PROBLEM TO SOLVE. Check each line of the records below and collect those that include the word "floor".
##### EXERCISE INPUT #####
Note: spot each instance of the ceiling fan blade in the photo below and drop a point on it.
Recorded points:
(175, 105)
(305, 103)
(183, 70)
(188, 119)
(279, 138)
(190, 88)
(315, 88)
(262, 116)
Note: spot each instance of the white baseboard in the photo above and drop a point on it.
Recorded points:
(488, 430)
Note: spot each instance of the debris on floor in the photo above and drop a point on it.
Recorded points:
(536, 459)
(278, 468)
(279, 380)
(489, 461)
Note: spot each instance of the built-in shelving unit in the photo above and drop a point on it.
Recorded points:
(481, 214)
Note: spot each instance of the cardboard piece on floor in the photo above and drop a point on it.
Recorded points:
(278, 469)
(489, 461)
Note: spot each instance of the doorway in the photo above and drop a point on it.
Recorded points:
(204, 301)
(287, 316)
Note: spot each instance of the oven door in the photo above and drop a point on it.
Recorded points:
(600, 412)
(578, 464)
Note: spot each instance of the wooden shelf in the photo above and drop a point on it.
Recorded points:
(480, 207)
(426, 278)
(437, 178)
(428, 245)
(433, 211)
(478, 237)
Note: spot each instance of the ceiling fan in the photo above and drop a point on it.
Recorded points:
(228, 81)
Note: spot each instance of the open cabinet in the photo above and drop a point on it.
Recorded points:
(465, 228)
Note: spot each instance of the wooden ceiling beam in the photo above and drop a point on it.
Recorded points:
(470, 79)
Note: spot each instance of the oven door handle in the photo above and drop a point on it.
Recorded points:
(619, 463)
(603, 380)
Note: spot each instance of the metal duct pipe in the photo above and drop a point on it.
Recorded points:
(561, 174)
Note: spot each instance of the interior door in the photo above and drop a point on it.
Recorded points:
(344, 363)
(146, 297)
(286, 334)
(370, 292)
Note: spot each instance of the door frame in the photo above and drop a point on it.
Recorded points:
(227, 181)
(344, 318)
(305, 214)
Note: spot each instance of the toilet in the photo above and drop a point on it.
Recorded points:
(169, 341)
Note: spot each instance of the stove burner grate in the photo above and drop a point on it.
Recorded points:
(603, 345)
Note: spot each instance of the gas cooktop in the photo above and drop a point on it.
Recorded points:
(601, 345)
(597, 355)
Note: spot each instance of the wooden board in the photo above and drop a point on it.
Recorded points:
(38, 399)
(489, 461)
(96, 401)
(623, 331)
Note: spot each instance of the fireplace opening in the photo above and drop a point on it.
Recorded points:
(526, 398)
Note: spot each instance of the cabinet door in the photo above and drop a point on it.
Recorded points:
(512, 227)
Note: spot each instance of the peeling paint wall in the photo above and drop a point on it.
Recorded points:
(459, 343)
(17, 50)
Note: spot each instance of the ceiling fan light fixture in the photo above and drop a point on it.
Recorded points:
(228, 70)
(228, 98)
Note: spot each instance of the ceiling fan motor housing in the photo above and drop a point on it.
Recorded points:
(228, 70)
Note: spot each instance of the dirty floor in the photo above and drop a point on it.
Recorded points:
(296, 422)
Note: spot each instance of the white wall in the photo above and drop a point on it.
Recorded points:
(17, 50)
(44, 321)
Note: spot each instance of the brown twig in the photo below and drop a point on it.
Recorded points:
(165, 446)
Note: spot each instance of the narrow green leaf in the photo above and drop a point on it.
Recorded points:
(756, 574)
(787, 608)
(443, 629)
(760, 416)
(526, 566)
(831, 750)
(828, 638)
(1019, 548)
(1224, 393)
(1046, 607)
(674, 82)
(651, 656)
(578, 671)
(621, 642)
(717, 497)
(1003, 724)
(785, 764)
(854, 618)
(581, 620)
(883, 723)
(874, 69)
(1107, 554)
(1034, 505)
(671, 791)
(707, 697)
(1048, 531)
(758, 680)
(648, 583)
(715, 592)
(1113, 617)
#####
TASK SOLUTION.
Note: spot each instance of the debris on floor in the photo above and drop a point on it.
Note: spot each instance of the cardboard piece on floor in the photo above and drop a point on it.
Note: spot each instance of the dirty floor in the photo above and drop a point on it.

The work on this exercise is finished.